_Extrait étudié_.
+ + +
France | France, Cour administrative d'appel de LYON, 7ème chambre, 06 juin 2024, 22LY01200


Vu la procédure suivante :



Procédure contentieuse antérieure



M. B... Hourlier a demandé au tribunal administratif de Lyon d'annuler son compte rendu d'évaluation de l'année 2020, d'enjoindre à l'administration d'élever sa notation chiffrée de 5 à 7 et de condamner l'État à lui verser 6 500 euros en réparation de son préjudice matériel et 13 000 euros en réparation de son préjudice moral.



Par un jugement n° 2102710 du 23 février 2022, le tribunal a rejeté sa demande.



Procédure devant la cour



Par une requête et un mémoire enregistrés les 20 avril 2022 et 16janvier 2023, M. Hourlier, représenté par Me All...

Vu la procédure suivante :

Procédure contentieuse antérieure

M. B... Hourlier a demandé au tribunal administratif de Lyon d'annuler son compte rendu d'évaluation de l'année 2020, d'enjoindre à l'administration d'élever sa notation chiffrée de 5 à 7 et de condamner l'État à lui verser 6 500 euros en réparation de son préjudice matériel et 13 000 euros en réparation de son préjudice moral.

Par un jugement n° 2102710 du 23 février 2022, le tribunal a rejeté sa demande.

Procédure devant la cour

Par une requête et un mémoire enregistrés les 20 avril 2022 et 16janvier 2023, M. Hourlier, représenté par Me Alligné, demande à la cour :

1°) d'annuler ce jugement ainsi que le compte-rendu d'entretien de notation ;

2°) d'enjoindre à l'administration d'élever sa notation chiffrée de 5 à 7 ;

3°) de condamner l'État à lui verser 19 500 euros en réparation du préjudice subi ;

4°) de mettre à la charge de l'État la somme de 500 euros en application de l'article L. 761-1 du code de justice administrative.

Il soutient que :

- l'entretien professionnel a été réalisé au-delà de la date limite fixée par la note de cadrage du 28 janvier 2021 ;

- l'entretien professionnel s'est déroulé en présence de l'adjoint de l'évaluateur, en méconnaissance du guide de l'évaluation de la direction des ressources et des compétences de la police nationale ;

- la majeure partie de la durée de l'entretien, qui n'a pas porté sur le rapport qu'il avait transmis à sa hiérarchie le 6 janvier 2021 intitulé " Retour sur l'année opérationnelle 2020 de la CSP Roanne ", a été consacrée à l'évocation d'une affaire judiciaire et administrative, sans lien avec l'entretien ;

- l'entretien du 12 mars 2021 ne pouvait que s'appuyer sur les objectifs fixés par la lettre de mission du 21 septembre 2020 mentionnant expressément ce qui lui était demandé ;

- son évaluation est entachée d'une erreur manifeste d'appréciation ;

- l'administration a commis un détournement de pouvoir ;

- sa demande indemnitaire devant le tribunal était recevable, le défaut de demande préalable indemnitaire ayant été régularisé par le mémoire en défense de l'administration du 17 novembre 2021 ;

- il a subi un préjudice financier tenant à la perte de la prime performance de l'indemnité de responsabilité et de performance représentant un montant de 6 500 euros, ainsi qu'un préjudice moral évalué à 13 000 euros.
+ + +
_Données fournies_.
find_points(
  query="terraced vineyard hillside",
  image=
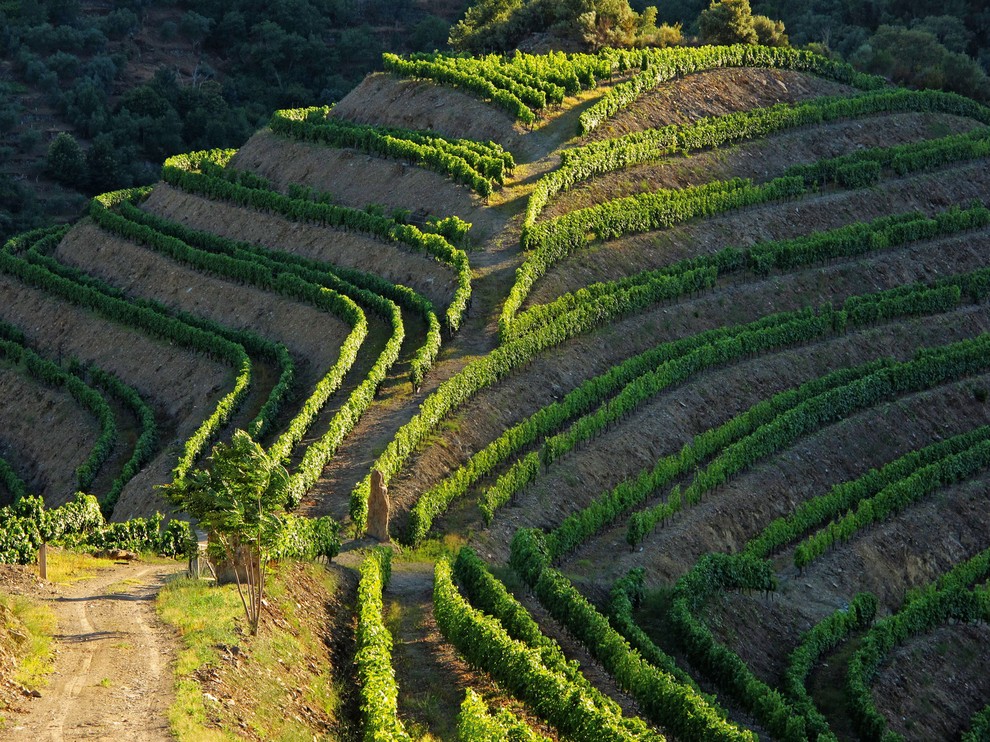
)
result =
+ + +
_Consignes de travail_.
1/ Traduisez en anglais la phrase suivante de l'extrait étudié : « Par un jugement n° 2102710 du 23 février 2022, le tribunal a rejeté sa demande. »
2/ Recopiez à l'identique toutes les lignes des enregistrements ci-dessus, sans y inclure les images.

_Réponses attendues_.
1/ By judgment no. 2102710 of February 23, 2022, the court dismissed his application.

2/
find_points(
  query="terraced vineyard hillside",
  image=
)
result =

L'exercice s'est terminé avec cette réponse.